[Opening Data records section]
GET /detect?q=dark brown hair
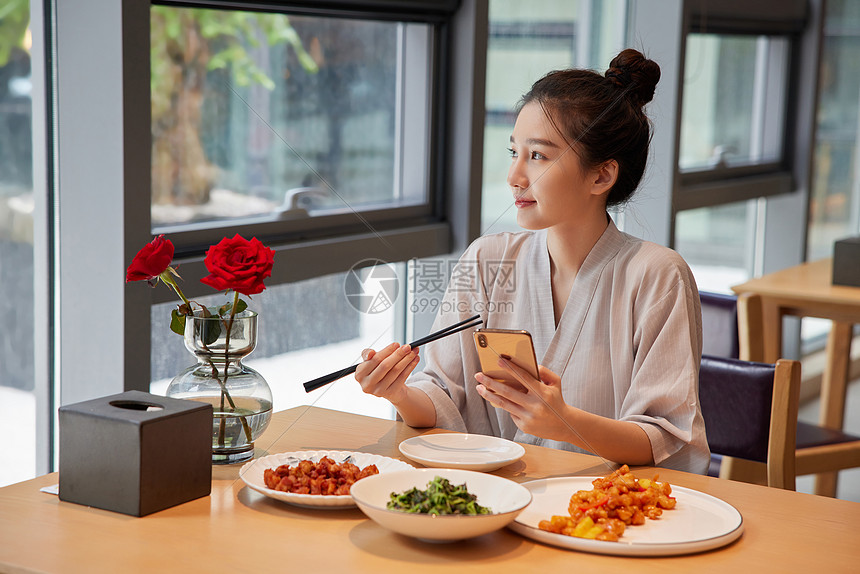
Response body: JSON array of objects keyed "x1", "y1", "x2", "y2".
[{"x1": 519, "y1": 49, "x2": 661, "y2": 207}]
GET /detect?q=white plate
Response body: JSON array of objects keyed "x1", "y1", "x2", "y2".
[
  {"x1": 509, "y1": 477, "x2": 744, "y2": 556},
  {"x1": 350, "y1": 468, "x2": 532, "y2": 542},
  {"x1": 398, "y1": 433, "x2": 526, "y2": 471},
  {"x1": 239, "y1": 450, "x2": 413, "y2": 508}
]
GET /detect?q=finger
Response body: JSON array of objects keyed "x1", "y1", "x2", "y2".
[
  {"x1": 366, "y1": 345, "x2": 415, "y2": 395},
  {"x1": 377, "y1": 344, "x2": 413, "y2": 374},
  {"x1": 381, "y1": 349, "x2": 421, "y2": 388},
  {"x1": 355, "y1": 342, "x2": 400, "y2": 385},
  {"x1": 356, "y1": 342, "x2": 399, "y2": 377},
  {"x1": 475, "y1": 372, "x2": 524, "y2": 404},
  {"x1": 361, "y1": 348, "x2": 376, "y2": 361},
  {"x1": 537, "y1": 365, "x2": 561, "y2": 386},
  {"x1": 497, "y1": 358, "x2": 537, "y2": 391},
  {"x1": 388, "y1": 353, "x2": 421, "y2": 390},
  {"x1": 476, "y1": 381, "x2": 523, "y2": 414}
]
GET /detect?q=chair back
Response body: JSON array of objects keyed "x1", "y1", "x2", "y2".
[
  {"x1": 699, "y1": 291, "x2": 740, "y2": 359},
  {"x1": 699, "y1": 354, "x2": 801, "y2": 490}
]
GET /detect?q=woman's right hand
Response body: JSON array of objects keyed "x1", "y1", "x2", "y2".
[{"x1": 354, "y1": 342, "x2": 420, "y2": 404}]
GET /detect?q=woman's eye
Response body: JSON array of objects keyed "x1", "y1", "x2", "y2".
[
  {"x1": 507, "y1": 147, "x2": 517, "y2": 158},
  {"x1": 530, "y1": 151, "x2": 546, "y2": 160}
]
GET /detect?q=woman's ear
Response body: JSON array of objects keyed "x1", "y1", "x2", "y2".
[{"x1": 590, "y1": 160, "x2": 619, "y2": 197}]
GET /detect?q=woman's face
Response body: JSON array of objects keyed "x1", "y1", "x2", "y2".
[{"x1": 507, "y1": 102, "x2": 608, "y2": 232}]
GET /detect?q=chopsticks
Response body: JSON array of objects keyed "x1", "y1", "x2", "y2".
[
  {"x1": 407, "y1": 313, "x2": 482, "y2": 349},
  {"x1": 302, "y1": 314, "x2": 483, "y2": 393}
]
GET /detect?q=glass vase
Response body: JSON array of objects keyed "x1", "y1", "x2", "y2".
[{"x1": 165, "y1": 310, "x2": 272, "y2": 464}]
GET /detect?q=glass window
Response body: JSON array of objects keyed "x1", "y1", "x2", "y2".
[
  {"x1": 804, "y1": 0, "x2": 860, "y2": 350},
  {"x1": 675, "y1": 28, "x2": 796, "y2": 301},
  {"x1": 481, "y1": 0, "x2": 627, "y2": 234},
  {"x1": 150, "y1": 264, "x2": 403, "y2": 421},
  {"x1": 674, "y1": 200, "x2": 758, "y2": 293},
  {"x1": 807, "y1": 0, "x2": 860, "y2": 261},
  {"x1": 143, "y1": 2, "x2": 470, "y2": 425},
  {"x1": 151, "y1": 6, "x2": 432, "y2": 237},
  {"x1": 0, "y1": 0, "x2": 34, "y2": 487},
  {"x1": 680, "y1": 33, "x2": 788, "y2": 172}
]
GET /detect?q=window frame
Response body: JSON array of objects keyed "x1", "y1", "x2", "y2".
[
  {"x1": 671, "y1": 0, "x2": 809, "y2": 213},
  {"x1": 144, "y1": 0, "x2": 477, "y2": 295},
  {"x1": 673, "y1": 27, "x2": 798, "y2": 213}
]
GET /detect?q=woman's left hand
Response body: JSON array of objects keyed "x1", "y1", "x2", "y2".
[{"x1": 474, "y1": 359, "x2": 574, "y2": 442}]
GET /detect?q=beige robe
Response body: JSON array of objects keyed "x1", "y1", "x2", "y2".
[{"x1": 407, "y1": 220, "x2": 710, "y2": 474}]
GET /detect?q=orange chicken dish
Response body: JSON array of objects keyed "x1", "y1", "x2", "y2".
[
  {"x1": 263, "y1": 456, "x2": 379, "y2": 495},
  {"x1": 538, "y1": 465, "x2": 676, "y2": 542}
]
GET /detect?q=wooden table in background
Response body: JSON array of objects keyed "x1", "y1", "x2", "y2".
[
  {"x1": 1, "y1": 406, "x2": 859, "y2": 573},
  {"x1": 733, "y1": 258, "x2": 860, "y2": 496}
]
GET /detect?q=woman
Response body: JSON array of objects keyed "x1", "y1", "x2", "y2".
[{"x1": 355, "y1": 49, "x2": 709, "y2": 474}]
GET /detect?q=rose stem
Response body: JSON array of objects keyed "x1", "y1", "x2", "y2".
[{"x1": 222, "y1": 290, "x2": 253, "y2": 444}]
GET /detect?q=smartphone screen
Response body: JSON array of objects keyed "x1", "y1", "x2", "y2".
[{"x1": 473, "y1": 328, "x2": 539, "y2": 388}]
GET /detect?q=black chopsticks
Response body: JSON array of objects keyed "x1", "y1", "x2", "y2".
[
  {"x1": 407, "y1": 314, "x2": 482, "y2": 349},
  {"x1": 302, "y1": 314, "x2": 483, "y2": 393}
]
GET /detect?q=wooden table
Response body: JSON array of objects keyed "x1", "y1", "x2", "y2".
[
  {"x1": 732, "y1": 258, "x2": 860, "y2": 496},
  {"x1": 2, "y1": 406, "x2": 859, "y2": 573}
]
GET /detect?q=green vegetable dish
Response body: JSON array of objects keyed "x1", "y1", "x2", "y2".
[{"x1": 387, "y1": 476, "x2": 492, "y2": 515}]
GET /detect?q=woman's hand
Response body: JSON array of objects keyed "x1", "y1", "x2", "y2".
[
  {"x1": 474, "y1": 359, "x2": 574, "y2": 443},
  {"x1": 475, "y1": 358, "x2": 654, "y2": 465},
  {"x1": 354, "y1": 342, "x2": 420, "y2": 404}
]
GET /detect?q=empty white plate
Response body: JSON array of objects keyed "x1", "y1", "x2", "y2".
[{"x1": 399, "y1": 433, "x2": 526, "y2": 472}]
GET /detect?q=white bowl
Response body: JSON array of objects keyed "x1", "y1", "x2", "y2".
[{"x1": 349, "y1": 468, "x2": 532, "y2": 542}]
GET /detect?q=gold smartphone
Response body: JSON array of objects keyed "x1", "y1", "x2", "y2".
[{"x1": 473, "y1": 328, "x2": 539, "y2": 390}]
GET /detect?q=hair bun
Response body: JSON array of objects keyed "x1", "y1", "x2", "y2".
[{"x1": 605, "y1": 49, "x2": 661, "y2": 107}]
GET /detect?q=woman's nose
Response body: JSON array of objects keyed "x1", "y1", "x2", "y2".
[{"x1": 507, "y1": 157, "x2": 528, "y2": 191}]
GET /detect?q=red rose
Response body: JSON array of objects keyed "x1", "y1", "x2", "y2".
[
  {"x1": 126, "y1": 235, "x2": 175, "y2": 283},
  {"x1": 200, "y1": 234, "x2": 275, "y2": 296}
]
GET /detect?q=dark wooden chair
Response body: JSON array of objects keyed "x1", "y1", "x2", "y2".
[
  {"x1": 699, "y1": 290, "x2": 744, "y2": 477},
  {"x1": 700, "y1": 291, "x2": 741, "y2": 359},
  {"x1": 736, "y1": 293, "x2": 860, "y2": 496},
  {"x1": 699, "y1": 355, "x2": 801, "y2": 490}
]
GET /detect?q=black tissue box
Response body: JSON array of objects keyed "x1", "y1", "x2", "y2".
[
  {"x1": 59, "y1": 390, "x2": 213, "y2": 516},
  {"x1": 833, "y1": 236, "x2": 860, "y2": 287}
]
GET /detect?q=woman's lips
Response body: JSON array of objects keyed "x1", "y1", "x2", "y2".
[{"x1": 515, "y1": 198, "x2": 536, "y2": 208}]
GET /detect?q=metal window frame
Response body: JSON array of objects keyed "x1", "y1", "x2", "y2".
[
  {"x1": 674, "y1": 30, "x2": 796, "y2": 213},
  {"x1": 145, "y1": 0, "x2": 461, "y2": 276}
]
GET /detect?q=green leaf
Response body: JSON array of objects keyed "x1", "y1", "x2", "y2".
[
  {"x1": 218, "y1": 297, "x2": 248, "y2": 318},
  {"x1": 201, "y1": 319, "x2": 221, "y2": 345},
  {"x1": 169, "y1": 309, "x2": 186, "y2": 336},
  {"x1": 235, "y1": 298, "x2": 248, "y2": 314}
]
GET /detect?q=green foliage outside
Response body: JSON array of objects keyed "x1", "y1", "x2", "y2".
[
  {"x1": 0, "y1": 0, "x2": 29, "y2": 67},
  {"x1": 151, "y1": 6, "x2": 318, "y2": 125},
  {"x1": 150, "y1": 6, "x2": 319, "y2": 205},
  {"x1": 0, "y1": 3, "x2": 321, "y2": 205}
]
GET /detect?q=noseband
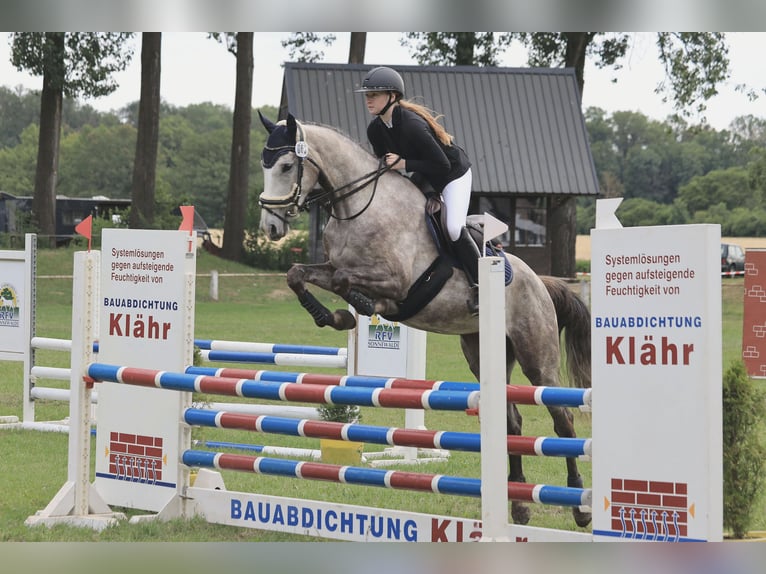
[Closing Data records section]
◆ What the task asks: Return only the lines running from the top of the data to the line that holds "GET /detect?q=finger". Include both of those lines, but skip the pictures.

◆ Exercise solution:
GET /detect?q=dark brown hair
Response body: JSON array of objects keyed "x1", "y1", "x2", "y2".
[{"x1": 519, "y1": 49, "x2": 661, "y2": 207}]
GET /detect?q=white plate
Response body: JSON array of objects keyed "x1", "y1", "x2", "y2".
[
  {"x1": 509, "y1": 477, "x2": 744, "y2": 556},
  {"x1": 350, "y1": 468, "x2": 532, "y2": 542},
  {"x1": 398, "y1": 433, "x2": 526, "y2": 471},
  {"x1": 239, "y1": 450, "x2": 413, "y2": 508}
]
GET /detect?q=finger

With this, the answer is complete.